=== TASK PROMPT ===
Please answer from the keyboard post: which switches did the Das Keyboard 4 have?

The Das Keyboard started to fail in 2022 in the worst possible way – intermittent space bar failure. This wasn’t so bad when typing for work: it became a kind of surrogate stress ball as I mashed the keyboard when drafting passive-aggressive emails, as if every space held an implied exclamation mark. However, after missing countless jumps and eating one rocket too many in Doom Eternal, enough was enough.
I tried some DIY repair methods to extend the life of the keyboard. I removed every keycap and melted away the grime with a denture cleaning tablet, then vacuumed the toast crumbs and carefully replaced every key. The keyboard was now minty fresh, but no more responsive. Next, I purchased some electrical contact cleaner off eBay (‘contains HFCs’ – I’m sure this stuff is banned in Europe) and tried to work it into the space bar switch to loosen up any gunk. The space bar was just as unreliable, now with an added unpleasant graininess, as the solvent dissolved the switch stems and also my resolve. After watching a few YouTube videos on how to de-solder keyboard switches, I was way out of my depth. I admitted defeat. Die, Das Keyboard, die.
The Search for Thock
The search for a successor didn’t last long. After a few hours down the rabbit hole of keyboard switches, I had a list of requirements:
- High quality ‘brown’ switches. Quick summary for those scared off by that keyboard switch deep dive: my usage was 95% typing, 5% gaming. I wanted tactility without the noise, so ‘red’ gaming switches weren’t the best choice. The Das Keyboard 4 had Greetech switches, a cheap knockoff of the higher quality Cherry MX switch. This was a contributing factor to the failure of my space bar and the pinging sounds.
- Hot swappable switches. If a switch breaks, I want to swap it out without reaching for a soldering iron.
- No numpad. My infrequent usage doesn’t justify the permanent desk space; I can bring my trackball closer to the keyboard and improve ergonomics. (However, this will backfire if I replay Civilization II).
- Backlit. No more gaming in the dark with a desk lamp. The light doesn’t need to shine through the keycap letters – side illumination is fine – giving me a wider choice of high-quality caps.
- Designed for a Mac, obviously. Must have Command and Option keys. Bonus points if Command is labelled ⌘.
- Optional: Bluetooth support so I can pair it with an iPad and create a ludicrous futuristic typewriter.
- Optional: volume knob, which I loved on the Das Keyboard. It’s just fun.
If you read the product description of the Keychron Q1 Pro, it’s as if I wrote these requirements retrospectively to justify the purchase. It’s designed as the perfect unmodified keyboard experience for nerds who can justify keyboards on a tax return. It was an easy sell.
The Keychron Q1 Pro experience
I used to work for a management consultancy with a pool of fleet cars, and occasionally borrowed one for work travel. I learned to drive in an old Renault Clio, then a Vauxhall Corsa, and since then, all manner of cheap hire car superminis. The basic consultancy car was a BMW 1 Series. My thought process as I turned the ignition key for the first time was:
“This is alright, but I don’t see why anyone would pay for – OH. Now I get it.”

(Data items)
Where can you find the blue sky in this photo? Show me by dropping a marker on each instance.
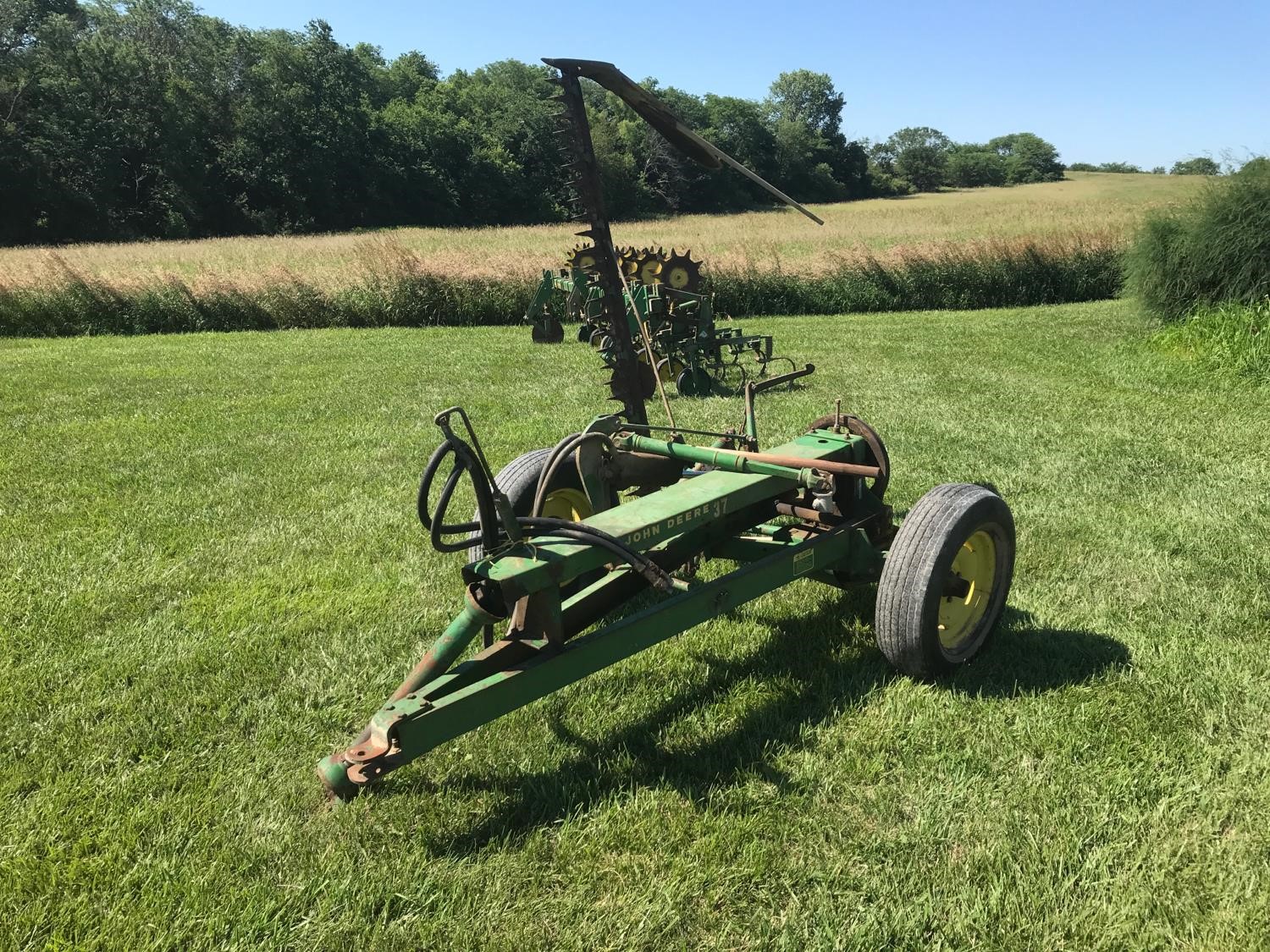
(1146, 83)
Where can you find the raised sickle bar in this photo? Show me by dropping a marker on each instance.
(741, 461)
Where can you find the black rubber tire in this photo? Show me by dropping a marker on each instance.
(550, 332)
(876, 454)
(520, 482)
(906, 619)
(693, 381)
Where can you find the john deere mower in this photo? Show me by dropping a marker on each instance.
(584, 553)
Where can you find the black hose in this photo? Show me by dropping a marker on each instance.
(487, 515)
(559, 454)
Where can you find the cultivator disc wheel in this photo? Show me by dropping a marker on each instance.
(681, 272)
(648, 267)
(550, 332)
(581, 256)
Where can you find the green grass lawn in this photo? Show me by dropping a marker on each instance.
(213, 576)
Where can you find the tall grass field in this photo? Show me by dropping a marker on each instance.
(213, 575)
(975, 248)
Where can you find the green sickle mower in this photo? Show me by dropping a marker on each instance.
(556, 559)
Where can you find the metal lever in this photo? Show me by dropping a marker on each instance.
(759, 388)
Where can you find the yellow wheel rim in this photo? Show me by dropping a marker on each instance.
(975, 564)
(677, 278)
(569, 504)
(648, 272)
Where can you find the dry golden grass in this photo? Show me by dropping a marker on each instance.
(1089, 207)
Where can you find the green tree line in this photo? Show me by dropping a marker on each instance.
(146, 118)
(1199, 165)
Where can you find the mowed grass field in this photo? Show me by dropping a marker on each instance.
(213, 575)
(1089, 207)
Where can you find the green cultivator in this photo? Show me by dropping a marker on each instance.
(663, 294)
(566, 576)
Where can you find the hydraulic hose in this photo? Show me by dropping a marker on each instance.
(487, 515)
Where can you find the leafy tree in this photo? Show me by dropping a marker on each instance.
(975, 167)
(809, 99)
(1201, 165)
(916, 154)
(1028, 157)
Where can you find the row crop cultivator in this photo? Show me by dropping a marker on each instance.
(667, 300)
(556, 556)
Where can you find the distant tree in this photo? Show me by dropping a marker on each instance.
(1028, 157)
(1257, 165)
(975, 167)
(807, 98)
(1201, 165)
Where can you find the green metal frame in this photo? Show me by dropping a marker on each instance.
(553, 640)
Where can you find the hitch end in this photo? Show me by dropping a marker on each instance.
(333, 773)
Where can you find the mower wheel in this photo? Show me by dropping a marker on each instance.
(876, 454)
(693, 381)
(945, 581)
(550, 332)
(518, 480)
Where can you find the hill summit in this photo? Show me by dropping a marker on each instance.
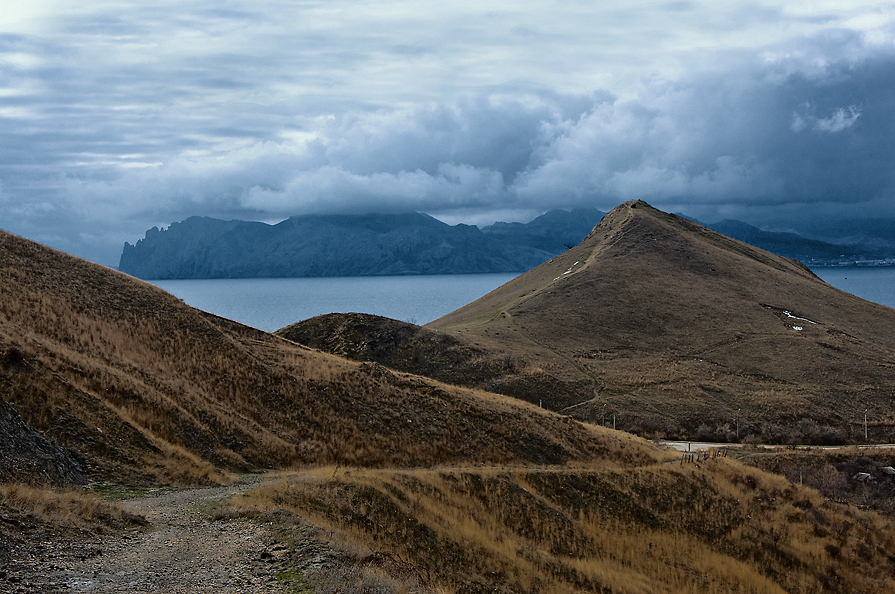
(350, 245)
(676, 329)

=== FINAL RESULT ===
Greetech switches.